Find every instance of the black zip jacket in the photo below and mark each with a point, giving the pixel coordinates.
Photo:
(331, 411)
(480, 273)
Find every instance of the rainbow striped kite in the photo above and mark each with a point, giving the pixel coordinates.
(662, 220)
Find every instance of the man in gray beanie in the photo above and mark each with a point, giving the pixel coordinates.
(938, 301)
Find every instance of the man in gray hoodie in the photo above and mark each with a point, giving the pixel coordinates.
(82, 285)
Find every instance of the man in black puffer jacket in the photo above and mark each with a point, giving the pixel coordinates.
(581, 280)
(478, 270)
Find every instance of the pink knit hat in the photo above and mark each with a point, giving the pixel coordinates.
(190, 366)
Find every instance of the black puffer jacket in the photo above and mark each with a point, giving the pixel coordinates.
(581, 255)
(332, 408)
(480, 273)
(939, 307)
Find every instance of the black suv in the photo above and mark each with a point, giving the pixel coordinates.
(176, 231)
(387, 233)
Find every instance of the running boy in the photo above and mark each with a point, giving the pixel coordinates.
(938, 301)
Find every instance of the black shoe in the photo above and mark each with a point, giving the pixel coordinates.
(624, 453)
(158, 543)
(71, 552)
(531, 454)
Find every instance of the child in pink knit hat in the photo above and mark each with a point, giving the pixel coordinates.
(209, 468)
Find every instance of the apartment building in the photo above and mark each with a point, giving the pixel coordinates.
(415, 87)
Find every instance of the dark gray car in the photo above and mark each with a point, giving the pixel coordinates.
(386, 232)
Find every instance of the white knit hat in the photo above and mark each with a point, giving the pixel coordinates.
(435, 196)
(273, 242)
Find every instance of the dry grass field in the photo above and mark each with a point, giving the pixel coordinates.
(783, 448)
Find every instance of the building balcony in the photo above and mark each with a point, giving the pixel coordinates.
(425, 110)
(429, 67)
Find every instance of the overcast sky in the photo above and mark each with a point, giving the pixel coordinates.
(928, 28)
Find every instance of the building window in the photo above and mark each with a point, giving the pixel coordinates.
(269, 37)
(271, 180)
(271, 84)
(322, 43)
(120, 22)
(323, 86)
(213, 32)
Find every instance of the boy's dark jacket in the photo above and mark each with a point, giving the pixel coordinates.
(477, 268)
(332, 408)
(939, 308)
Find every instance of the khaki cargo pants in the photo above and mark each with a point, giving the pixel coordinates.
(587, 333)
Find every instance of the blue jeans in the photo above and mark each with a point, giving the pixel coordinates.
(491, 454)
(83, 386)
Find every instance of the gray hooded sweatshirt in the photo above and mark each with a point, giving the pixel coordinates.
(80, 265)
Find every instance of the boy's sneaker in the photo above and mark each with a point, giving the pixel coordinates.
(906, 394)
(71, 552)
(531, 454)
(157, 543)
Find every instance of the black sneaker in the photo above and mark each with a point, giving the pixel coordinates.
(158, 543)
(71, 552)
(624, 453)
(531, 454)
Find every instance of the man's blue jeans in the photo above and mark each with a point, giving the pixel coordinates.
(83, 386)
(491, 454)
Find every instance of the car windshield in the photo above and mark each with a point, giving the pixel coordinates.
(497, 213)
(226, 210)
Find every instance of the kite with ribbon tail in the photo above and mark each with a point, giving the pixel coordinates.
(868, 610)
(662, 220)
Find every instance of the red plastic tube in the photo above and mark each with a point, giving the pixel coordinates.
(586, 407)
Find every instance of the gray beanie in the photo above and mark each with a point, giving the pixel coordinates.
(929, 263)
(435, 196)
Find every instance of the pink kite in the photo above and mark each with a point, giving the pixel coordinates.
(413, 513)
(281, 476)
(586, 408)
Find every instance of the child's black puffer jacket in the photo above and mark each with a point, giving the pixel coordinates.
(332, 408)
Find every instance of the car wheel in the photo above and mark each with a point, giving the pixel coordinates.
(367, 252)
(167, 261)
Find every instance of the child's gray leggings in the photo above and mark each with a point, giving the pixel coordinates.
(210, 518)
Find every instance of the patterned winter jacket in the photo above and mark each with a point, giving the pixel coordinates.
######
### Given problem:
Retype the entire listing above line for line, changing nothing.

### Exercise answer:
Find every instance of the black zip jacket in the photo below and mark each with a point, giving the pixel coordinates.
Photo:
(331, 411)
(480, 273)
Find every instance of the rainbow striped kite in the photo above and mark each with a point, giving the pixel coordinates.
(662, 220)
Find every instance of the man in gray beanie in the photo above and mark each with a point, giving the pixel coordinates.
(938, 301)
Find every instance of the man in gray hoodie in the photo above and mark each with a point, giving the pixel coordinates.
(82, 285)
Find every instance of the man in black puffer jacket in the photo above and mark each with a point, giving the pixel coordinates.
(581, 280)
(478, 270)
Find every instance of the pink knit hat in the photo above and mark each with a point, giving the pixel coordinates.
(190, 366)
Find every instance of the black puffer jacket in the photo above and mark each with a point, giving the pixel coordinates.
(581, 255)
(332, 408)
(480, 273)
(939, 307)
Find every instance of the black suv in the photo above and mark each with a point, giving the pixel coordinates.
(176, 231)
(387, 233)
Find every instance of the running boy in the photo above and mark each with a point, giving the pixel coordinates.
(938, 301)
Find every instance of the black shoe in the photo above and mark each with a point, giving the pixel coordinates.
(624, 453)
(158, 543)
(71, 552)
(531, 454)
Find every instance of the child in pink knit hat in the photo above and mark each with a point, giving the pixel coordinates.
(209, 468)
Find every instance of the apartment building in the photo above and mark each with a point, giving the pixel coordinates.
(415, 87)
Find every instance of the dark gray car in the photo above and mark each with a point, giving the pixel coordinates.
(386, 232)
Find every instance of the white knit hat in the photo above and mark each with a point, giving the pixel coordinates.
(435, 196)
(273, 242)
Find every instance of the dry grass field in the photo above and mark each with a point, giving the pixel coordinates.
(783, 448)
Find every instance of the building balcony in the photo above and mark each with a point, giving the pixel coordinates.
(425, 110)
(429, 67)
Find every instance of the overcast sky in the photo above and mark each with a point, giving the pixel coordinates.
(928, 28)
Find every instance of the building window in the photo above and mark each with a point, giving the pixel coordinates.
(269, 37)
(271, 180)
(271, 84)
(322, 43)
(120, 22)
(323, 86)
(213, 32)
Find every instance of the boy's dark jacket in the photo above and mark each with a point, giving the pixel coordinates.
(477, 268)
(332, 408)
(939, 308)
Find every instance of the khaki cargo pants in the photo above and mark each with a point, giving the pixel coordinates.
(587, 333)
Find every instance of the blue jeans in the photo above and mark each with a point, giving the pixel coordinates.
(491, 454)
(83, 386)
Find every instance of the gray hooded sweatshirt in the photo above and mark each with a point, giving the pixel coordinates.
(80, 265)
Find every instance of the boy's sneaker in the photo above and mark each with a point, giving the pixel coordinates.
(906, 394)
(71, 552)
(531, 454)
(157, 543)
Find every instance of the black sneaker in the photo above and mark each with a point, giving the pixel coordinates.
(158, 543)
(71, 552)
(624, 453)
(531, 454)
Find every instance of the man's blue jeans in the photo above and mark each with a point, giving the pixel coordinates.
(83, 386)
(491, 454)
Find every instance of the car windshield in the photo above and mark each with a point, giving the pixel coordinates.
(497, 213)
(226, 210)
Find every instance of the kite with ribbon tail in the photo above and mark each with a point, giving the pixel coordinates.
(868, 610)
(662, 220)
Find every instance of the red plastic tube in the photo above and mark each with a point, giving the pixel coordinates.
(586, 407)
Find every instance of the gray beanie in the photo above and mark each with a point, giving the pixel coordinates.
(929, 263)
(435, 196)
Find every instance of the pink kite in the photo above and mark each with a point, giving the pixel coordinates.
(413, 513)
(281, 476)
(586, 408)
Find every instance of the child's black puffer jacket in the photo above and mark each with a point, giving the pixel coordinates.
(332, 408)
Find every instance of the car wheel in the photo above and mark each with a point, giving the pixel coordinates.
(367, 252)
(167, 261)
Find every instance of the child's gray leggings in the photo above and mark each with a point, giving the pixel coordinates.
(210, 518)
Find every instance of the patterned winter jacket in the photo above and mark each with a point, giving the pixel coordinates.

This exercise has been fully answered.